----- Supplied records

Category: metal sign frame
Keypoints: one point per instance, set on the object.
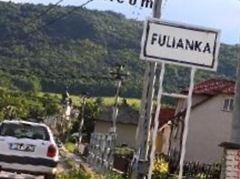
(181, 26)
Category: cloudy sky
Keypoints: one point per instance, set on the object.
(220, 14)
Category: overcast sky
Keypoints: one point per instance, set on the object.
(220, 14)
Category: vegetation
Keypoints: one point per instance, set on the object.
(71, 147)
(27, 105)
(40, 51)
(74, 174)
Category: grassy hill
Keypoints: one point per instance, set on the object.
(46, 48)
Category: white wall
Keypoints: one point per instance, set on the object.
(125, 132)
(209, 126)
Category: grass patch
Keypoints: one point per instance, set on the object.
(71, 147)
(74, 174)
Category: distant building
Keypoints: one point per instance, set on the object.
(127, 122)
(210, 121)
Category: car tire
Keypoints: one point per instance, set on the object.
(50, 176)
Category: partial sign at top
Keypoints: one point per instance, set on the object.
(180, 44)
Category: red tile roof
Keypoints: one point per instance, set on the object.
(214, 86)
(165, 115)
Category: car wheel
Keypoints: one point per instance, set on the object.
(50, 176)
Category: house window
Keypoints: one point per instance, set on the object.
(228, 104)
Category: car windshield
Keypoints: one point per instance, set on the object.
(24, 131)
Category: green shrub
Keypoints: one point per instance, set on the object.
(74, 174)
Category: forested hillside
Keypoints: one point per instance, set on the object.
(46, 48)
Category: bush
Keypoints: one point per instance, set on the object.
(74, 174)
(71, 147)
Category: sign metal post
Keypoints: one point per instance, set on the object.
(178, 44)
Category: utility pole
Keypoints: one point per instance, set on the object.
(143, 131)
(118, 75)
(80, 133)
(235, 137)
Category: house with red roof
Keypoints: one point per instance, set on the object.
(210, 122)
(127, 123)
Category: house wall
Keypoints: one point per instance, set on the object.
(209, 126)
(125, 132)
(162, 141)
(182, 103)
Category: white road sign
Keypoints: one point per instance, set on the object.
(180, 44)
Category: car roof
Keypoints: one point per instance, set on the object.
(24, 122)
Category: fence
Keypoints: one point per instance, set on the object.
(101, 150)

----------

▸ **Exercise objective**
The answer must consist of every line from the records above that holds "metal".

▸ **Task output**
Category: metal sign frame
Category: sign metal post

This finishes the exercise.